Task brief – Return all the data below as it stands, minus the pictures.

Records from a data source

══════════

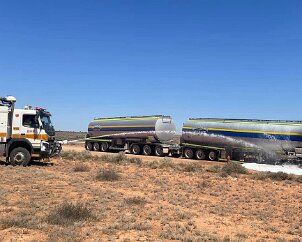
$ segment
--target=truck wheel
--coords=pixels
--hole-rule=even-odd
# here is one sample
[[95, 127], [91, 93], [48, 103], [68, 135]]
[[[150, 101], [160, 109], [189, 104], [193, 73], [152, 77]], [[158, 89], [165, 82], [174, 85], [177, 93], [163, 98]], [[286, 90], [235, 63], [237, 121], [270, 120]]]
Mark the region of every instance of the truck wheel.
[[106, 152], [109, 149], [108, 143], [102, 143], [100, 149], [102, 152]]
[[9, 159], [10, 159], [10, 163], [13, 166], [15, 165], [27, 166], [28, 163], [30, 162], [31, 155], [27, 149], [18, 147], [12, 150], [12, 152], [9, 155]]
[[194, 152], [192, 149], [190, 148], [185, 148], [185, 152], [184, 152], [184, 155], [187, 159], [193, 159], [193, 156], [194, 156]]
[[208, 158], [210, 161], [214, 161], [217, 159], [217, 154], [215, 151], [211, 150], [208, 154]]
[[195, 152], [195, 156], [197, 160], [204, 160], [206, 158], [206, 154], [204, 153], [204, 151], [202, 149], [198, 149]]
[[144, 155], [151, 155], [152, 154], [152, 148], [151, 148], [150, 145], [144, 145], [143, 154]]
[[141, 153], [141, 147], [139, 147], [139, 145], [132, 145], [131, 153], [133, 155], [139, 155]]
[[155, 147], [155, 155], [156, 156], [164, 156], [164, 151], [163, 151], [163, 147], [161, 146], [156, 146]]
[[93, 150], [99, 151], [100, 150], [100, 144], [99, 143], [93, 143]]
[[90, 150], [91, 151], [92, 149], [93, 149], [92, 143], [88, 142], [86, 144], [86, 150]]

══════════

Written answer –
$ segment
--target=truck wheel
--coords=pixels
--hole-rule=even-odd
# here is one sample
[[95, 127], [91, 93], [48, 103], [68, 135]]
[[[150, 101], [160, 109], [189, 104], [193, 73], [152, 77]], [[158, 89], [165, 82], [174, 85], [177, 93], [163, 98]], [[286, 90], [235, 63], [237, 121], [270, 120]]]
Mark the region of every instance of the truck wheel.
[[106, 152], [109, 149], [108, 143], [102, 143], [100, 149], [102, 152]]
[[9, 159], [10, 159], [10, 163], [13, 166], [15, 165], [27, 166], [28, 163], [30, 162], [31, 155], [27, 149], [18, 147], [12, 150], [12, 152], [9, 155]]
[[194, 152], [192, 149], [190, 148], [185, 148], [185, 152], [184, 152], [184, 155], [187, 159], [193, 159], [193, 156], [194, 156]]
[[208, 158], [210, 161], [214, 161], [217, 159], [217, 154], [215, 151], [211, 150], [208, 154]]
[[195, 152], [195, 156], [197, 160], [204, 160], [206, 158], [206, 154], [204, 153], [204, 151], [202, 149], [198, 149]]
[[144, 155], [151, 155], [152, 154], [152, 148], [151, 148], [150, 145], [144, 145], [143, 154]]
[[141, 153], [141, 147], [139, 147], [139, 145], [132, 145], [131, 153], [133, 155], [139, 155]]
[[155, 147], [155, 155], [156, 156], [164, 156], [164, 151], [163, 151], [163, 147], [161, 146], [156, 146]]
[[93, 150], [99, 151], [100, 150], [100, 144], [99, 143], [93, 143]]
[[90, 150], [91, 151], [92, 149], [93, 149], [92, 143], [88, 142], [86, 144], [86, 150]]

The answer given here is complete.